GIVEN TEXT =
Next month’s release highlights from the Naxos Music Group include John Corigliano’s Complete Solo Piano Music, the world premiere of Adolphe Adam’s opera Orfa; Valérie Lesort’s staging of Jacques Offenbach’s opera La Périchole; Springtime in Amsterdam – a musical film by Christof Loy; the latest addition to the ‘Music of Brazil’ series featuring music by José Antônio de Almeida Prado; Vol. 8 in our Haydn Piano Trios series presented by the Aquinas Piano Trio; the 1888 version of Bruckner’s Fourth Symphony; Jean-Baptiste Lully’s opera Acis et Galatée directed by Benjamin Lazar; the world premiere recording of Saverio Mercadante’s Messa solenne; Grażyna Bacewicz’s rarely recorded works, new production of Handel’s greatest oratorio Theodora; Parts 1-3 of Shakespeare’s Henry VI presented by the Royal Shakespeare Company; the first and only recording of Eugen Engel’s opera Grete Minde; new digital remastering of Beethoven’s Piano Concertos Nos. 2 and 3 featuring Friedrich Wührer; and more. Klaus Heymann, founding chairman of Naxos, puts the spotlight on his personal picks.

EXERCISES TO COMPLETE =
(1) In the Naxos release announcement, which ensemble presents Vol. 8 of the Haydn Piano Trios series?
(2) Render this sentence from the Naxos release announcement in Spanish: "Klaus Heymann, founding chairman of Naxos, puts the spotlight on his personal picks."
(3) Write what comes next in the Naxos release announcement, starting after its final sentence.

ITEMS =

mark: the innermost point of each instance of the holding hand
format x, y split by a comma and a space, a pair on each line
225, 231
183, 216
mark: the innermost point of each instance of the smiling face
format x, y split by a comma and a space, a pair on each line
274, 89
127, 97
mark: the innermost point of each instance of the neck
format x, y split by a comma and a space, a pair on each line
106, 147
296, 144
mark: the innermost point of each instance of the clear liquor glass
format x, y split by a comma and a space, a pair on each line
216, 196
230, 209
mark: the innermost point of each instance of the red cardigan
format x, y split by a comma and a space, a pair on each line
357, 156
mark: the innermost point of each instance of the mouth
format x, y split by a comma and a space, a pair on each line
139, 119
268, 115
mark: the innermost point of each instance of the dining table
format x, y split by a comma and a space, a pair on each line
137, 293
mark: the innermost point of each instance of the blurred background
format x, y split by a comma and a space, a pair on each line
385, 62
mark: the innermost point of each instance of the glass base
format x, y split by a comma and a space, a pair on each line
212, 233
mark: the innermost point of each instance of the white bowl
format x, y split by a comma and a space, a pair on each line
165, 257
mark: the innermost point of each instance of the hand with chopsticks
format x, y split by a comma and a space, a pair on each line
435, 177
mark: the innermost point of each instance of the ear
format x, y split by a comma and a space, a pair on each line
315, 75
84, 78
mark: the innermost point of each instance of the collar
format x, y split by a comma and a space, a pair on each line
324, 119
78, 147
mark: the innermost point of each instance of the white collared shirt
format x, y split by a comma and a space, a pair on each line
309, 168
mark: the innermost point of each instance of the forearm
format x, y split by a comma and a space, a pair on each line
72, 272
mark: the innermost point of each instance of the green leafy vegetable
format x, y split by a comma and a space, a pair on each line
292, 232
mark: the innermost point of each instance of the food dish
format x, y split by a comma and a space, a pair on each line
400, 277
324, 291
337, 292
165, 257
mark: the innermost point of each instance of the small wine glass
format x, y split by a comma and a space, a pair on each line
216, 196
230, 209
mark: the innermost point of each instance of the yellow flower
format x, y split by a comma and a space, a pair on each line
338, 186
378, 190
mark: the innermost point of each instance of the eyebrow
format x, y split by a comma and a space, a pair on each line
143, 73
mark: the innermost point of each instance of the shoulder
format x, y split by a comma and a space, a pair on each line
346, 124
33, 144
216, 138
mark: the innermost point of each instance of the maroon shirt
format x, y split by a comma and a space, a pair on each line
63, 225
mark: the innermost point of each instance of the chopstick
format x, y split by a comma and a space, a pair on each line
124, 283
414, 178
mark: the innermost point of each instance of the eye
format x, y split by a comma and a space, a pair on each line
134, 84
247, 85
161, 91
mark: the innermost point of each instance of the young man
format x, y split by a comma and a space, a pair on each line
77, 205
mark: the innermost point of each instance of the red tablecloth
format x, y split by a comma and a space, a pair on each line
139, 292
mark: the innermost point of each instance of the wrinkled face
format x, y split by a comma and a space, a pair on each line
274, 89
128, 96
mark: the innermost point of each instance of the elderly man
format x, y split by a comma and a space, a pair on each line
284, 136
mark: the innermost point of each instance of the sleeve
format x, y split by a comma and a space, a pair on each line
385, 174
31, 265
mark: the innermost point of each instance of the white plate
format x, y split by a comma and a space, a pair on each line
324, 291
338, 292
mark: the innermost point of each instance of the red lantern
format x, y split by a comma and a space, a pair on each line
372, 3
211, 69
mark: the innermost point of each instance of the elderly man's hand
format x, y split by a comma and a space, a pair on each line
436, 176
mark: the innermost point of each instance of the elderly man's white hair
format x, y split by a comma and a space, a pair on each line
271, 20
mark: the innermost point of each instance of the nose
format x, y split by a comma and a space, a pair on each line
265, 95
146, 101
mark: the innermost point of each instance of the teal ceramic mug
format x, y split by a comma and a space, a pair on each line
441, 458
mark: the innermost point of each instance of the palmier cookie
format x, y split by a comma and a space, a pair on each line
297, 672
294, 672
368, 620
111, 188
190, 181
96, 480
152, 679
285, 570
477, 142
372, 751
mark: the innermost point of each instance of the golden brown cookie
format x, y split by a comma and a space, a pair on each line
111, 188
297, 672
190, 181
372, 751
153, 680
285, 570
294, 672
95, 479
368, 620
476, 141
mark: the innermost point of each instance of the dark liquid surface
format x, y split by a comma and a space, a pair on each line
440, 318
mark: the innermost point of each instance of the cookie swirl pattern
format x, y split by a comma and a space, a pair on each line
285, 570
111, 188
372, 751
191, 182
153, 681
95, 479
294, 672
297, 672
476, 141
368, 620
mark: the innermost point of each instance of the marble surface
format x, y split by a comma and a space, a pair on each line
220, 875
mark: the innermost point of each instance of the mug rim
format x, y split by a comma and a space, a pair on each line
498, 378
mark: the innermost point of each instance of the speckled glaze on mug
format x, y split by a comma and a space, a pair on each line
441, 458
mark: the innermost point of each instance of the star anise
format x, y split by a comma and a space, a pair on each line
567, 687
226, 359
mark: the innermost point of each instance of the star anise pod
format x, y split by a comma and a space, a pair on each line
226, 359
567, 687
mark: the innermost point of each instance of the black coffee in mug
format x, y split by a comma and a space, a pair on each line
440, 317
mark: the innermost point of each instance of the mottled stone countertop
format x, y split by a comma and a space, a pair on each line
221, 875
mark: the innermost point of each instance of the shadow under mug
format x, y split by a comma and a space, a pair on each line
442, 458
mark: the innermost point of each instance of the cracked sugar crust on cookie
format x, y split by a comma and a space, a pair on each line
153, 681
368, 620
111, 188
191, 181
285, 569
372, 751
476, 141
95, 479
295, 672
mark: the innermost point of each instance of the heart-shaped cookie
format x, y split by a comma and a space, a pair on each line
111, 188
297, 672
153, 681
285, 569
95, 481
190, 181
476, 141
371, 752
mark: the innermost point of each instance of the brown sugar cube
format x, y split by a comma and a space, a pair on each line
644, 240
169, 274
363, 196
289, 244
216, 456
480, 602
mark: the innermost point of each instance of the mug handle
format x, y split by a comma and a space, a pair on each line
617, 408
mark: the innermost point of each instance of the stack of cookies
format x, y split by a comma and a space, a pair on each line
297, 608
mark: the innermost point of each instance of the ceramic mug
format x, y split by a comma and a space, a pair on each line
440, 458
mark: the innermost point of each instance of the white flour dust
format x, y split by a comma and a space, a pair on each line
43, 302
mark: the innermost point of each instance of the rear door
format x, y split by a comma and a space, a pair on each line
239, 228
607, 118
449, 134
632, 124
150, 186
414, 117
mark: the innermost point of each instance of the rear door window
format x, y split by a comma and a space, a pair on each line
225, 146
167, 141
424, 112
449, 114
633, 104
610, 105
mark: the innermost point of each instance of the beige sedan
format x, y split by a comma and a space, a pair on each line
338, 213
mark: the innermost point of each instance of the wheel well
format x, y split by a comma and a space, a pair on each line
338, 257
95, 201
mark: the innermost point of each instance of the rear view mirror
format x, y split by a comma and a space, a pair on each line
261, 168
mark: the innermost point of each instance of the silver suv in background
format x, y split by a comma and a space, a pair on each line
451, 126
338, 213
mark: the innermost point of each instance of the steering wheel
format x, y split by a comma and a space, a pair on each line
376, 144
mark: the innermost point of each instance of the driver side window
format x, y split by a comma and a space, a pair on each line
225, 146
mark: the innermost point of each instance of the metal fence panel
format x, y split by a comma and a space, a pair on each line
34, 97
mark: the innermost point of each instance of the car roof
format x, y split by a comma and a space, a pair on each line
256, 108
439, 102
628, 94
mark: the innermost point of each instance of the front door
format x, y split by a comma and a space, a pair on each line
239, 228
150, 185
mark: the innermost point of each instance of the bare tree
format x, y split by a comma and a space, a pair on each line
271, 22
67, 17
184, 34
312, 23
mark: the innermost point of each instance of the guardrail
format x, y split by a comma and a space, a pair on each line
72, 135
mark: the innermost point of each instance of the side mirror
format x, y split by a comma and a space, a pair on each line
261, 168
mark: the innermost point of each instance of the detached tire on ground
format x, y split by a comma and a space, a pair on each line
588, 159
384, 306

FINAL RESULTS =
(1) The Aquinas Piano Trio.

(2) Klaus Heymann, presidente fundador de Naxos, pone el foco en sus selecciones personales.

(3)
American composer John Corigliano’s prolific output has been rewarded with recognition and popularity throughout the Western world, inspiring acclaim from leading musicians such as Leonard Bernstein, who considered him ‘one of the most talented composers I know’. This new album of his complete works for solo piano features both his Piano Concerto and a set of pieces for piano alone, adding to a growing Naxos discography that has surely contributed to his growing profile worldwide. The concerto turns between lyricism and atonality, virtuosity and theatricality; the solo works are built variously on minimalism (Fantasia on an Ostinato), improvisatory qualities (Winging It) and the soul of Rachmaninov (Prelude for Paul). British pianist Philip Edward Fisher is recognised as a performer of exceptional versatility, while conductor David Alan Miller’s Naxos recordings with the Albany Symphony Orchestra have become a byword for quality performances of exciting repertoire, not least contemporary works.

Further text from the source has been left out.